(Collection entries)
>>>

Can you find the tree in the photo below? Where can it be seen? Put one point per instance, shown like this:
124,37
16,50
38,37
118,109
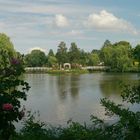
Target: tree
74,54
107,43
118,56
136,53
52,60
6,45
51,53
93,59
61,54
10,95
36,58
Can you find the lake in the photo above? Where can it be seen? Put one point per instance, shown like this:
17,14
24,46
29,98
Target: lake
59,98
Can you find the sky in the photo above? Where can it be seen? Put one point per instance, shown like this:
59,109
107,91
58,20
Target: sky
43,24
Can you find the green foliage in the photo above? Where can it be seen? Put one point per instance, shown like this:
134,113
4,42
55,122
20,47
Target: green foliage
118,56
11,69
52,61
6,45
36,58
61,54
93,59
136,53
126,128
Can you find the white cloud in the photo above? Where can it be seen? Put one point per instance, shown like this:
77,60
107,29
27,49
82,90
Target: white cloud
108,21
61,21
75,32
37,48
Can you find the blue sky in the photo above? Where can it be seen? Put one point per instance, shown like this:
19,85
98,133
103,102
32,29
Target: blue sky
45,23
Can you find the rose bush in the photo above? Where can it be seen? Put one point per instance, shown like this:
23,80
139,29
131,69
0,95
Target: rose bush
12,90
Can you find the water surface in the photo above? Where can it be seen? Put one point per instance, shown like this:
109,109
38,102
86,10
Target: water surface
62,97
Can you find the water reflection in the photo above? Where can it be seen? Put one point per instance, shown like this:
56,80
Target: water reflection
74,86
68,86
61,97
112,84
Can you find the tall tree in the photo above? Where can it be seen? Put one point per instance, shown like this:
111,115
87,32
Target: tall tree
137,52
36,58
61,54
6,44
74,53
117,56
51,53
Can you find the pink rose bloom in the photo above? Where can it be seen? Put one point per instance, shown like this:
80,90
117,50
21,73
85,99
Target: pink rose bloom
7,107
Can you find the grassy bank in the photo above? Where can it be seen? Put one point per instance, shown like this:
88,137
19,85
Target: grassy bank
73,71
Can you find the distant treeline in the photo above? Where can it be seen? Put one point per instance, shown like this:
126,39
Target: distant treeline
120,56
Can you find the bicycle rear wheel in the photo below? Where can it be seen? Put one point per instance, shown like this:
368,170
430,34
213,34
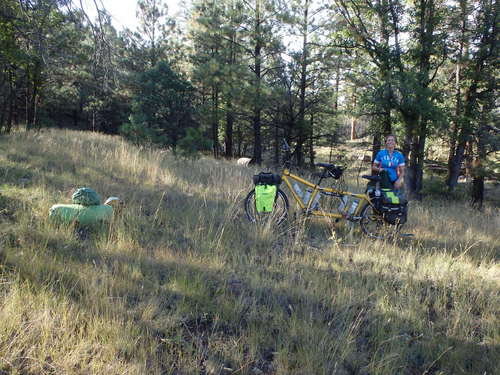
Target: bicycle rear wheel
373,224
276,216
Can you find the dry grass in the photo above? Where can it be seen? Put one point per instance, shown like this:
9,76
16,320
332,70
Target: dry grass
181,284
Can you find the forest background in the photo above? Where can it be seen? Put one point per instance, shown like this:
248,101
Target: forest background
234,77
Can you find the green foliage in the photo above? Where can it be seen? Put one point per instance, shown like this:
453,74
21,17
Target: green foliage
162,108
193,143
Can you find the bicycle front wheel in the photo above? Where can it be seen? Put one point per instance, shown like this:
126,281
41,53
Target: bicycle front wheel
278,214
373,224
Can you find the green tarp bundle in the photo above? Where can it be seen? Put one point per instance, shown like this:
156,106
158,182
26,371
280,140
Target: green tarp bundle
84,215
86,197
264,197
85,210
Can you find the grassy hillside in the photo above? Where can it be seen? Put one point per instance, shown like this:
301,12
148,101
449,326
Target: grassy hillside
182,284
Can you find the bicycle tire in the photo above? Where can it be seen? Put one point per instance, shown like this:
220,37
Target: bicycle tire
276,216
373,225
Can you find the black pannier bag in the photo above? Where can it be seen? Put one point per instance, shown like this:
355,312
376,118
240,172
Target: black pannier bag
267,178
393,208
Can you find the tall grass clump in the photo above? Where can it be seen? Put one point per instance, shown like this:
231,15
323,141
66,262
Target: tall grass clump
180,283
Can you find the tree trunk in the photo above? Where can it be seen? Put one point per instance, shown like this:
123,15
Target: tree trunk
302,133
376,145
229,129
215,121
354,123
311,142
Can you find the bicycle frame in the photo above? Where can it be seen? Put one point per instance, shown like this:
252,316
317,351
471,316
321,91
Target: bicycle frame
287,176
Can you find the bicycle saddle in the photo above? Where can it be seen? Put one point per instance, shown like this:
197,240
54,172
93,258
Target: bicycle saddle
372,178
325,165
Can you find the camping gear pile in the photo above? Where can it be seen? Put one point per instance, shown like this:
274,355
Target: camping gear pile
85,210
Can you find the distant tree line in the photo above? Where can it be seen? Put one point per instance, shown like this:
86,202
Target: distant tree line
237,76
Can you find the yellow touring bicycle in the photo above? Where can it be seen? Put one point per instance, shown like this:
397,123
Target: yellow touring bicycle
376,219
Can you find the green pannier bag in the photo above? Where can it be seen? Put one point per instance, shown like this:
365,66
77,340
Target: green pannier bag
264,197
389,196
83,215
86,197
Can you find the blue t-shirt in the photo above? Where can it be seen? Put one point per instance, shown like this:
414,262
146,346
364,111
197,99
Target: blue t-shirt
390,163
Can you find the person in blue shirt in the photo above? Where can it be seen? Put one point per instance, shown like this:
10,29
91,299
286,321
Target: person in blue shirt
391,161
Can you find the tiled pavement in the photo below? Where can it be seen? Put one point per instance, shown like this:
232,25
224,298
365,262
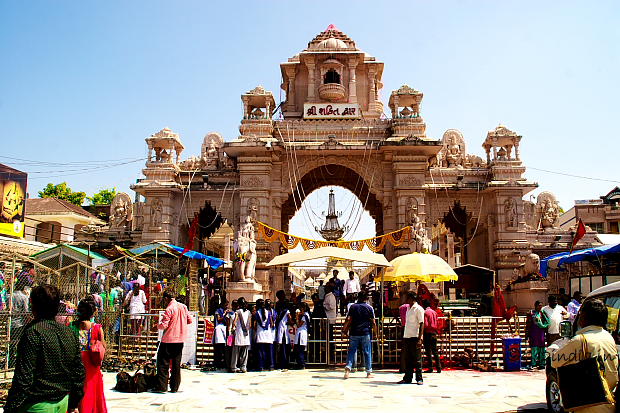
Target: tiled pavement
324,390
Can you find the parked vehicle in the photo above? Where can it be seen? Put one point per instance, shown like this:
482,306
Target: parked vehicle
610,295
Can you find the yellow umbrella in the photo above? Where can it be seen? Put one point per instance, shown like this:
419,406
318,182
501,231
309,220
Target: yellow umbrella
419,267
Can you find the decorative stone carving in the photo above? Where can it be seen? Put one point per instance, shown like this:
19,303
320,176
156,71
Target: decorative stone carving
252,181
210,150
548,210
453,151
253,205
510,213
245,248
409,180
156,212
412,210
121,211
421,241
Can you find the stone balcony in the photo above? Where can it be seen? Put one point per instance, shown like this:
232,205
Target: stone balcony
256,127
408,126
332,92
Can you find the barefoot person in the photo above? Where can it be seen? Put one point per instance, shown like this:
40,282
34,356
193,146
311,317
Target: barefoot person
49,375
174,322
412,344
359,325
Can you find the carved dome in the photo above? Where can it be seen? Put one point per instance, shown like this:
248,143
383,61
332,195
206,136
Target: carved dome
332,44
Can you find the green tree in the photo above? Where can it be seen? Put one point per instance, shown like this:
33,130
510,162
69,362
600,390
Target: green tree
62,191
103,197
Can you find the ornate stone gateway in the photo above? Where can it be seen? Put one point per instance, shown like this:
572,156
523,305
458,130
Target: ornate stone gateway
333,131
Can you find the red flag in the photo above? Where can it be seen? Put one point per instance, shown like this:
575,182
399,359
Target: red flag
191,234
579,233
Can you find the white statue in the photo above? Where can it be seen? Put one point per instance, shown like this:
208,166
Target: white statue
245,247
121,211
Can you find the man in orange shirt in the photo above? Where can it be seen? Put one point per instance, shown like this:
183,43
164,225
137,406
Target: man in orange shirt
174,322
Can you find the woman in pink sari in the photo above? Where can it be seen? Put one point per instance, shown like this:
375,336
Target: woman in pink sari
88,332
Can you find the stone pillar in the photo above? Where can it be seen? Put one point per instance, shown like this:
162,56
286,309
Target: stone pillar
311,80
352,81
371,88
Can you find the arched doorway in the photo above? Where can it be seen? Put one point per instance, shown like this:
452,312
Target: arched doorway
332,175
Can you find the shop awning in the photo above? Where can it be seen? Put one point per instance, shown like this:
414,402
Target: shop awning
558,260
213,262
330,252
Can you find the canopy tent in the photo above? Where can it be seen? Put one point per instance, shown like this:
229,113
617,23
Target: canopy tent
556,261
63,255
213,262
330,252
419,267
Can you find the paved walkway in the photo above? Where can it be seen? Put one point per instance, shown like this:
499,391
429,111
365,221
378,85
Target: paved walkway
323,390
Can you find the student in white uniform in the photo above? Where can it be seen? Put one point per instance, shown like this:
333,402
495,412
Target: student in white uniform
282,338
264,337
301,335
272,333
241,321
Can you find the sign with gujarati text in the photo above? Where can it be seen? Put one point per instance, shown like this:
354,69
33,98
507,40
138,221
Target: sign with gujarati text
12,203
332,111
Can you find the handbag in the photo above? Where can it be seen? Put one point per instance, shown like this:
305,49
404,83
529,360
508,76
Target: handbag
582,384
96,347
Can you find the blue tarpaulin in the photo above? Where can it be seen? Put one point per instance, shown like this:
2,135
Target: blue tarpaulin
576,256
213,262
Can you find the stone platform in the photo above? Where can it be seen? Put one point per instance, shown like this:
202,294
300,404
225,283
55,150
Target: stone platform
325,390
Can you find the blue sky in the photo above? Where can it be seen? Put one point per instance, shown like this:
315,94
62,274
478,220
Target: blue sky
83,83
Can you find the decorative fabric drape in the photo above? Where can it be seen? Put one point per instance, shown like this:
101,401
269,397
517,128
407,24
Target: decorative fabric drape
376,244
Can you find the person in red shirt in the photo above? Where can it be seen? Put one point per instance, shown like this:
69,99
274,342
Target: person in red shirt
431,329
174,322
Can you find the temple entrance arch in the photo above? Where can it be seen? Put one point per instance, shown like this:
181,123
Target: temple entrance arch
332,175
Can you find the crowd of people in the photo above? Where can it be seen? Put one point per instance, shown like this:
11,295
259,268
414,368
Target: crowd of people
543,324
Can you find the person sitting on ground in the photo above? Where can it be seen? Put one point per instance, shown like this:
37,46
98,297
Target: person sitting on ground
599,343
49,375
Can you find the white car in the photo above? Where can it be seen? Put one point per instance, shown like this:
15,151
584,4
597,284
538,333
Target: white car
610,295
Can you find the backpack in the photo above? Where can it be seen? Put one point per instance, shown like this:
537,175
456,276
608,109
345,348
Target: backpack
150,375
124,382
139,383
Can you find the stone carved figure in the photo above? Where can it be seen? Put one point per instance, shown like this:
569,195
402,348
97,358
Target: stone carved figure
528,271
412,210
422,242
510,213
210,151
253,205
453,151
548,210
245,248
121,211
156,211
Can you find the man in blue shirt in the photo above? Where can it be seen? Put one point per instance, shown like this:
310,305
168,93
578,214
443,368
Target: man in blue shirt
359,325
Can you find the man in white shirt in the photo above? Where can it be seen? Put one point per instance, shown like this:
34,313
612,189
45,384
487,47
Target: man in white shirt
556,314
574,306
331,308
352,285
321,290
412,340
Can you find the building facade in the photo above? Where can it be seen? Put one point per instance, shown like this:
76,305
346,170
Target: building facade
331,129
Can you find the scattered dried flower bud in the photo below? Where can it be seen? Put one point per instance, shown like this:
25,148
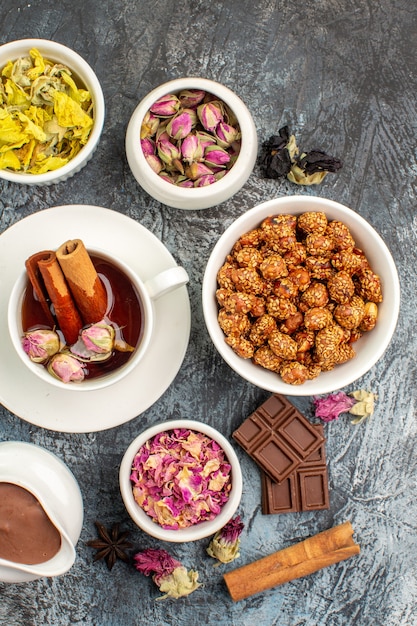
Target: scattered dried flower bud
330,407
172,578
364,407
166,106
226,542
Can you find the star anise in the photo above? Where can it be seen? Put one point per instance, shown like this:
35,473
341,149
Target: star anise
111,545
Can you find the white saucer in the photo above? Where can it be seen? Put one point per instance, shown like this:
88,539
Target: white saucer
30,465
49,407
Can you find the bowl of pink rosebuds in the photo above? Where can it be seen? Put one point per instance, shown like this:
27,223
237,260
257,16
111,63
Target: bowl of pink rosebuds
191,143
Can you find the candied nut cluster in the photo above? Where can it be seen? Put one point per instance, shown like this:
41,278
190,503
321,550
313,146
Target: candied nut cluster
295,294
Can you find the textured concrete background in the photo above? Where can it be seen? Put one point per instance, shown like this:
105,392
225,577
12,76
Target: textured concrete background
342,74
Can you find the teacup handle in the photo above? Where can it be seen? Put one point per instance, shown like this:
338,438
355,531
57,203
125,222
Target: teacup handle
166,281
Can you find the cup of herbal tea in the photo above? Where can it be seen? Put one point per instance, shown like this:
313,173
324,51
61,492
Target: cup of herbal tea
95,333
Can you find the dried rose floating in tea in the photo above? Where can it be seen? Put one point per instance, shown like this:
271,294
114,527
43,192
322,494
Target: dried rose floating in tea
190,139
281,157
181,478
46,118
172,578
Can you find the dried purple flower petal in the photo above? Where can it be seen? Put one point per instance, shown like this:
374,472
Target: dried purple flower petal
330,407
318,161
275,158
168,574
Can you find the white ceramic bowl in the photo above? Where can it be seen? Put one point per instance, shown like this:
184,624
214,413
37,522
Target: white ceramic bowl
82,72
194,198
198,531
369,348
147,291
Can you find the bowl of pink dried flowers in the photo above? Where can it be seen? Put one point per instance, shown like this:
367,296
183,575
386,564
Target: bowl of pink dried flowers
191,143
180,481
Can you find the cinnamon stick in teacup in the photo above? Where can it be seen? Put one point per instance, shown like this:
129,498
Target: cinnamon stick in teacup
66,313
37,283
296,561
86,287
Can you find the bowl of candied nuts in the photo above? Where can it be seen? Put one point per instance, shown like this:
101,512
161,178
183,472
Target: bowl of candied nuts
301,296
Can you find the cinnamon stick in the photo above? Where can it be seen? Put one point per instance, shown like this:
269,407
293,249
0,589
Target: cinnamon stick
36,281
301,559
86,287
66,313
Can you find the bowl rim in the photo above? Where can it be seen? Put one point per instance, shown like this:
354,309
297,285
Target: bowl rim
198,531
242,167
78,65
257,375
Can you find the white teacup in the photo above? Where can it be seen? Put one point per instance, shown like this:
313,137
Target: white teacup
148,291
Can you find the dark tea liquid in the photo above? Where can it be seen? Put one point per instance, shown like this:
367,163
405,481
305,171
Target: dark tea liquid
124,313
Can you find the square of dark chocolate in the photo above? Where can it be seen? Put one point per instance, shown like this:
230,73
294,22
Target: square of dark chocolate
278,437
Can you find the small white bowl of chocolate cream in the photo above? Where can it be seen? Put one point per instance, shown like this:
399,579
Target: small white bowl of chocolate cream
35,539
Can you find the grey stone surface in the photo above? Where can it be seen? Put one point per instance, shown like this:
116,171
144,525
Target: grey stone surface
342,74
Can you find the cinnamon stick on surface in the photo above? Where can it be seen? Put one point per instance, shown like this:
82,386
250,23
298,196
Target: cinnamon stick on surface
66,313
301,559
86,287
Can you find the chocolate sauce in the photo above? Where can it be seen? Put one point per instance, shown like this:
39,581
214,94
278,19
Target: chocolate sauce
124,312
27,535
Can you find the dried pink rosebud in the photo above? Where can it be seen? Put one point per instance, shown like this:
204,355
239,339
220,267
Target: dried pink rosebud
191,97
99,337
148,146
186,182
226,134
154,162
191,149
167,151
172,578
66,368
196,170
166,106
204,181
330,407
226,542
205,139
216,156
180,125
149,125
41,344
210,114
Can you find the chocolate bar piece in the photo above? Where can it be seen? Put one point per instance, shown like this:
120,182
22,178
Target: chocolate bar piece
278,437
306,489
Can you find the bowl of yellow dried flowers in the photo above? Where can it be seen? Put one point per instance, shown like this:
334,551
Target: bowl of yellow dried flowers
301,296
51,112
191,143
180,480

<<<

■ Task goal: Rewrite the items from the line containing "Can you find the dried pink" through the end of the items, inclusive, changing every "chocolate bar piece" to "piece of chocolate" and keeping everything else identical.

■ Correct output:
Can you find the dried pink rosebud in the photo above? Where can it be seen? Put one point per instance, shown like this:
204,355
239,339
220,267
Target: dried pink rosebud
191,97
99,337
148,146
186,182
226,134
154,162
191,149
167,151
172,578
66,368
196,170
166,106
204,181
330,407
226,542
205,139
216,156
180,125
149,125
41,344
210,114
Can you find the piece of chocolate in the photo above? Where can it be seen? Put one point per instance, shown like this:
120,182
22,178
Target: piece of chocolate
278,437
306,489
Can you find the bowl of yellow dried flowers in the photo above? Where can it be seen? Put one point per instance, shown like this:
334,551
Target: bowl of yellow dried flowers
301,296
51,112
191,143
180,480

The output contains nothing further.